▶ _TASK DESCRIPTION_: Only the pictures are to be left out; set down the rest of the records exactly.
-------- INPUT ROWS
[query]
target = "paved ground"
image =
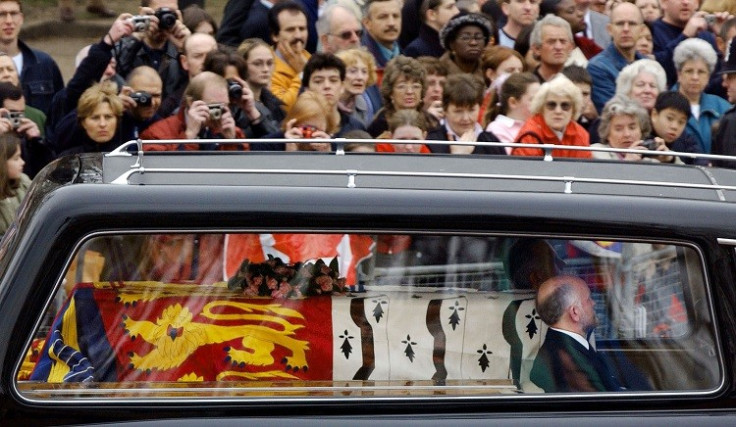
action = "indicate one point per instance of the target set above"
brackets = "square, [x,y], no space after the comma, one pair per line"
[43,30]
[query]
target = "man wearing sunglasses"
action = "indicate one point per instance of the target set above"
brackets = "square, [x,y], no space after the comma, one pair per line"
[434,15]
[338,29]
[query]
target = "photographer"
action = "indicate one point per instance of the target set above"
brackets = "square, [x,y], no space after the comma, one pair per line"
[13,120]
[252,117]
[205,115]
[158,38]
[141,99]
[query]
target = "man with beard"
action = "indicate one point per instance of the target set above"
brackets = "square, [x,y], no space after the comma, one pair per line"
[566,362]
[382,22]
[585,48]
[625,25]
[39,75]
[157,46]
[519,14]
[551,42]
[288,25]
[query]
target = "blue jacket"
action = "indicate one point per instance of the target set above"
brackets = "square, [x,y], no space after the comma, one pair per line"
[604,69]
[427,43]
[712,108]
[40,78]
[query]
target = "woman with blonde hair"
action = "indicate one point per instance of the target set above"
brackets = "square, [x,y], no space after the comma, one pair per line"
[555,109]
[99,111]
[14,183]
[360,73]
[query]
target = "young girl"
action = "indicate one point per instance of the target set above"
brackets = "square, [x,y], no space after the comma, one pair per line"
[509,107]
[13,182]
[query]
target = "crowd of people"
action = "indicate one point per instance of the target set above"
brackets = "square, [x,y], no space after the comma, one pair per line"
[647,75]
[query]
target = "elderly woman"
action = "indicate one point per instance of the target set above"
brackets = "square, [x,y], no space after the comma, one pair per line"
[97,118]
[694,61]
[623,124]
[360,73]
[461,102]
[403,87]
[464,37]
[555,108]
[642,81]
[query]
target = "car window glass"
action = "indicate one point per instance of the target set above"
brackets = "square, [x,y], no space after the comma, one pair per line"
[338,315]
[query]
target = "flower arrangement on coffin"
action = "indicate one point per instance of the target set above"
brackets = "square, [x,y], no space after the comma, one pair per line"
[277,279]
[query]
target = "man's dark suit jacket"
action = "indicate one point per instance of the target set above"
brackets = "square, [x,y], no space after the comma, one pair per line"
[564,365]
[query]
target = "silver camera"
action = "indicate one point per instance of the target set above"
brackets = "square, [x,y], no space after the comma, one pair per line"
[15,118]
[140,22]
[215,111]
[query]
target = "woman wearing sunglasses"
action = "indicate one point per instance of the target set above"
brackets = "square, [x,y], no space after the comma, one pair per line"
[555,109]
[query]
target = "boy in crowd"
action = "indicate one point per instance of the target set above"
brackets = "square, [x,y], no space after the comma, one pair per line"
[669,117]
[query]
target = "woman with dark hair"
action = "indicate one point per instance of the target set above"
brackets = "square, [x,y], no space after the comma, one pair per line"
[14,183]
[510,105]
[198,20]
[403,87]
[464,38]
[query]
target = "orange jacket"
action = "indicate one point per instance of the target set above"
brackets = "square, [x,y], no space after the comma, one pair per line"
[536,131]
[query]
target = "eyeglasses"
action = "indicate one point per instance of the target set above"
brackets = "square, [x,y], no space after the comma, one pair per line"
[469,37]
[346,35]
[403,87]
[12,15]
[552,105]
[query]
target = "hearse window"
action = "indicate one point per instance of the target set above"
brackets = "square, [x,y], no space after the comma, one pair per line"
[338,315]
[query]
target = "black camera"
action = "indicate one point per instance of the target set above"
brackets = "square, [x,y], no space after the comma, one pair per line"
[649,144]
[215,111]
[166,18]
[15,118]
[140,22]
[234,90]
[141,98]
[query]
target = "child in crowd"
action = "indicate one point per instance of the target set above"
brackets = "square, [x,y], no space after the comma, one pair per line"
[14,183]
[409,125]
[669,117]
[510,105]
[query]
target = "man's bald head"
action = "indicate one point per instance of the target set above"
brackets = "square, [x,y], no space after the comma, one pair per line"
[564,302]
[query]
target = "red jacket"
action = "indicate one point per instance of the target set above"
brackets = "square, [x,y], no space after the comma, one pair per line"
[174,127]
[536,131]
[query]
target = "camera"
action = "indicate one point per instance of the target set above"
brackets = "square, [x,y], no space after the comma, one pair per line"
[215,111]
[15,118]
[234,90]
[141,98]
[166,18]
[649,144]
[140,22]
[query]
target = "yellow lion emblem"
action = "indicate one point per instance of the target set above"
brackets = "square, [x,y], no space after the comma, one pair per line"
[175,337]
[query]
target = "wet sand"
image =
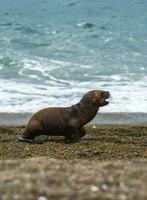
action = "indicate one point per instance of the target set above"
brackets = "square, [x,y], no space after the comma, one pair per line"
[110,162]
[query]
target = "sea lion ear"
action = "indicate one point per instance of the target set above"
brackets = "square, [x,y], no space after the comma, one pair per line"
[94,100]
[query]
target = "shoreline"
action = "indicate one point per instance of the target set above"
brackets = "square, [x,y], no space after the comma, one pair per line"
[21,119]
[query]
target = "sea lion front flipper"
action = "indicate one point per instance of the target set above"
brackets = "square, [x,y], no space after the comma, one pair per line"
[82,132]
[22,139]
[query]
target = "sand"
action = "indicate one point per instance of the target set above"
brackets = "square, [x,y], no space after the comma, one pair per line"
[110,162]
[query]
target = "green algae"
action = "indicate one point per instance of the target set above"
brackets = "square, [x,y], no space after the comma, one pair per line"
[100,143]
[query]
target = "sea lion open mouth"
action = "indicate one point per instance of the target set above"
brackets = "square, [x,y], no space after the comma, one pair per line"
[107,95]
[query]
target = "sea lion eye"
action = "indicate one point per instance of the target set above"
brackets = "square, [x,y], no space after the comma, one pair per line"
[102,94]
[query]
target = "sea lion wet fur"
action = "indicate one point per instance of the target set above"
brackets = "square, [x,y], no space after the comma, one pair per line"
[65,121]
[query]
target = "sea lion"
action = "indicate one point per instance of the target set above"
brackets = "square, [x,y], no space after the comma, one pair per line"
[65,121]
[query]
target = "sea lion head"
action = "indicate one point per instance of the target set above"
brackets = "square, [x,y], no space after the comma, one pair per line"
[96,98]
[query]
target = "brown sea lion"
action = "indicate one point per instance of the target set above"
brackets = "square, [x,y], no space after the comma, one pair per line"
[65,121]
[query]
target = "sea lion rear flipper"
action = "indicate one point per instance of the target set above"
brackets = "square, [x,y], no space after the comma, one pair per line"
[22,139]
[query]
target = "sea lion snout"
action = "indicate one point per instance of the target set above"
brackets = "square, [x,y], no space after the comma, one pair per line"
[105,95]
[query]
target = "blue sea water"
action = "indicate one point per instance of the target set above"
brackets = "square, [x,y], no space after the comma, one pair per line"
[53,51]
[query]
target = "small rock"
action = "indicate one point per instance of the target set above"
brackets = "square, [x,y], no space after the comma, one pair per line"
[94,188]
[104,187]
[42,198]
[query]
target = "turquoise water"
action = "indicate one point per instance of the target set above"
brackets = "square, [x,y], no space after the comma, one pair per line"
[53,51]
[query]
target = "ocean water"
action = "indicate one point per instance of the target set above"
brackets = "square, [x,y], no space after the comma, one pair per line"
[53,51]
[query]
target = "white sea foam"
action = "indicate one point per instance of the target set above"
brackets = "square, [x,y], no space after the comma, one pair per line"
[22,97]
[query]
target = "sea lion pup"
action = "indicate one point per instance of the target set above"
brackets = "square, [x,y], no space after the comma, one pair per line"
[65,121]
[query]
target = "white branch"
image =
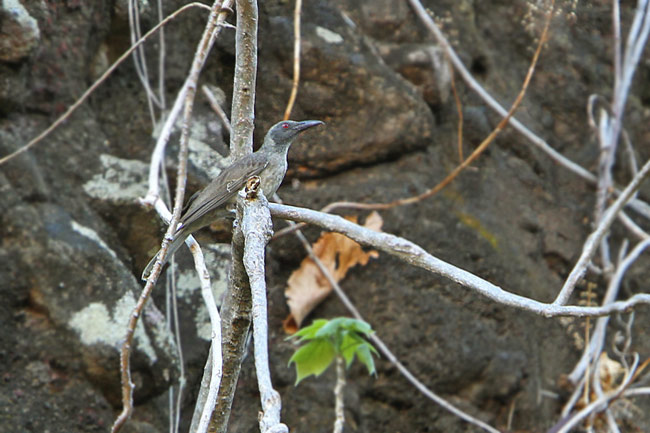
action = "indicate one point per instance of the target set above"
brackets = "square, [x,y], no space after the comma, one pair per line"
----------------
▶ _ANSWER TO THE EXERCISE_:
[query]
target = "paved ground"
image =
action = "indicate one point per instance of the target set above"
brackets = "square, [x,y], no space after the comma, one pair per line"
[43,30]
[query]
target = "man wearing sunglasses"
action = "indicate one point per instance of the target set above"
brackets = "square, [x,y], no space after the comma, one pair per line"
[434,15]
[338,29]
[query]
target = "photographer"
action = "indicate one point per instance of the target set above"
brackets = "square, [x,y], no space after the comma, one pair per line"
[13,120]
[252,117]
[205,115]
[158,38]
[141,99]
[query]
target = "man with beard"
action = "indicate one point per instance of the target set above"
brackets = "square, [x,y], no space after the comma, one pair per line"
[566,362]
[382,22]
[585,48]
[625,25]
[39,75]
[157,46]
[519,14]
[551,42]
[288,25]
[query]
target = "blue jacket"
action = "indicate one point per instance of the target set above"
brackets = "square, [x,y], no space after the comma, one pair per line"
[604,69]
[427,43]
[712,108]
[40,78]
[query]
target = "woman with blonde hair"
action = "indicate one point per instance of the target set above"
brackets = "square, [x,y], no space after the comma, one pair per line"
[555,109]
[99,111]
[14,183]
[360,73]
[query]
target = "young girl"
action = "indicate one point per instance of the target set above"
brackets = "square, [x,y], no space after the comma, one pair per line"
[509,107]
[13,182]
[query]
target = "crowd of people"
action = "indicate one point per instance of the target set above"
brackets = "square, [x,y], no space after the comma, one pair per line"
[647,75]
[query]
target = "elderly woman"
action = "indicate one point per instance of the target set above"
brackets = "square, [x,y], no space after the comma, one pair per line"
[97,118]
[694,61]
[623,124]
[360,73]
[461,102]
[403,87]
[464,37]
[555,108]
[642,81]
[query]
target = "car window glass"
action = "indicate one point per instance of the target set above"
brackets = "square, [x,y], no space after the comma, one pair per line"
[338,315]
[query]
target = "flower arrangement on coffin"
action = "indicate one point per instance of the target set above"
brackets = "square, [x,y], no space after the comma, one pair per line"
[277,279]
[query]
target = "man's dark suit jacket"
action = "indicate one point per instance of the target set above"
brackets = "square, [x,y], no space after the comma, one pair per line"
[564,365]
[query]
target = "silver camera"
action = "indicate one point per instance of the target set above"
brackets = "square, [x,y], no space after the comma, one pair per line"
[15,118]
[140,22]
[215,111]
[query]
target = "woman wearing sunglasses"
action = "indicate one point per instance of the target set above"
brackets = "square, [x,y], no space after the comma, one pair per line"
[555,109]
[query]
target = "boy in crowd"
action = "indicate one point per instance of the target set above"
brackets = "square, [x,y], no space after the comma, one pair per line"
[669,117]
[query]
target = "woman with dark hair"
action = "indicate one point per instance of the target set above"
brackets = "square, [x,y], no space after the comma, one pair per line"
[14,183]
[510,105]
[198,20]
[403,87]
[464,38]
[query]
target = "orange jacket"
action = "indicate one point per instance of the target set above"
brackets = "square, [x,y], no space after the comma, one pair per line"
[536,131]
[query]
target = "eyeglasses"
action = "indicate one point per instance of the target set above"
brackets = "square, [x,y], no space after the comma, one pair per line"
[469,37]
[346,35]
[403,87]
[12,15]
[552,105]
[query]
target = "hearse window"
action = "indicate one point per instance of the target set above"
brackets = "square, [x,y], no space after the comma, one pair per line"
[338,315]
[query]
target = "black camera"
action = "indicate one point per instance of the target set above"
brackets = "square, [x,y], no space after the comma, one pair per line"
[649,144]
[215,111]
[166,18]
[15,118]
[140,22]
[234,90]
[141,98]
[query]
target = "child in crowd"
action = "indicate one point per instance of the target set above"
brackets = "square, [x,y], no space after the comma, one pair per line"
[14,183]
[409,125]
[669,117]
[510,105]
[query]
target = "man's bald head"
action = "indicate one point per instance of the target set above"
brackets = "square, [x,y], no space after the comma, one pair per line"
[564,302]
[query]
target = "red jacket"
action = "indicate one point per instance of the target set above"
brackets = "square, [x,y], no space after the comma, one pair per line"
[174,127]
[536,131]
[query]
target = "camera"
action = "indicate one point per instance of the target set above"
brackets = "square, [x,y], no space after the comma, one pair per line"
[215,111]
[15,118]
[234,90]
[141,98]
[166,18]
[649,144]
[140,22]
[query]
target = "yellow lion emblem"
action = "indicate one point per instance of the target set above"
brackets = "square, [x,y], no space after the comma, one pair per line"
[175,337]
[query]
target = "wet sand"
image =
action = "indicate one point per instance of the target set above"
brackets = "square, [x,y], no space after the comma, one pair per line"
[110,162]
[query]
target = "sea lion ear"
action = "indicate one point per instance of the target set above"
brackets = "square, [x,y], no space after the comma, one pair per line"
[94,100]
[query]
target = "shoreline"
action = "indicate one point per instance of the target set above"
brackets = "square, [x,y], no space after the comma, one pair per line"
[21,119]
[query]
target = "sea lion front flipper"
action = "indicate one point per instance of the target set above"
brackets = "square, [x,y], no space after the comma, one pair per line"
[82,132]
[22,139]
[query]
target = "sand"
action = "indicate one point per instance of the target set above"
brackets = "square, [x,y], no space after the comma, one pair per line"
[110,162]
[query]
target = "green algae"
action = "indicate one point per instance of the target set above"
brackets = "square, [x,y], no space after the comma, one pair per line"
[100,143]
[query]
target = "sea lion open mouth"
action = "indicate one point per instance of the target set above"
brackets = "square, [x,y], no space after the comma, one pair per line"
[107,95]
[query]
target = "sea lion eye"
action = "indicate one point per instance of the target set above"
brackets = "square, [x,y], no space after the comma, one pair per line"
[102,94]
[query]
target = "sea lion wet fur"
action = "indicate one point per instance of the target set above"
brackets = "square, [x,y], no space after the comma, one pair per line"
[65,121]
[query]
target = "sea lion"
action = "indicate one point per instance of the target set above"
brackets = "square, [x,y], no space after the comma, one pair per line"
[65,121]
[query]
target = "sea lion head"
action = "indicate one point per instance of the target set above"
brackets = "square, [x,y], no space after the comma, one pair per line"
[96,98]
[query]
target = "brown sea lion"
action = "indicate one point per instance of the target set above"
brackets = "square, [x,y], no space after the comma, one pair per line"
[65,121]
[query]
target = "sea lion rear flipper"
action = "indicate one point per instance of the target set above"
brackets = "square, [x,y], no space after the comma, one pair per line"
[22,139]
[query]
target = "sea lion snout"
action = "indicate one point per instance of the target set above"
brackets = "square, [x,y], no space after the comma, one pair per line"
[105,95]
[query]
target = "blue sea water"
action = "indicate one point per instance of the target set above"
brackets = "square, [x,y], no space after the comma, one pair per line"
[53,51]
[query]
target = "small rock"
action = "indicate one point per instance of the target set above"
brackets = "square, [x,y], no space after the comma, one pair per line"
[94,188]
[104,187]
[42,198]
[query]
target = "turquoise water"
action = "indicate one point per instance of the target set above"
brackets = "square, [x,y], no space after the comma, one pair per line"
[53,51]
[query]
target = "ocean water"
action = "indicate one point per instance of the target set above"
brackets = "square, [x,y], no space after the comma, one pair per line"
[53,51]
[query]
target = "white sea foam"
action = "indicate one point per instance of the target set above"
brackets = "square, [x,y], no space after the comma, one pair per line"
[22,97]
[query]
target = "sea lion pup"
action = "indicate one point per instance of the target set above"
brackets = "square, [x,y], no space after the comma, one pair per line"
[65,121]
[query]
target = "white branch"
image =
action = "indicate one point per instance of the target set above"
brackets = "square, [x,y], no space after the comma, one pair per line"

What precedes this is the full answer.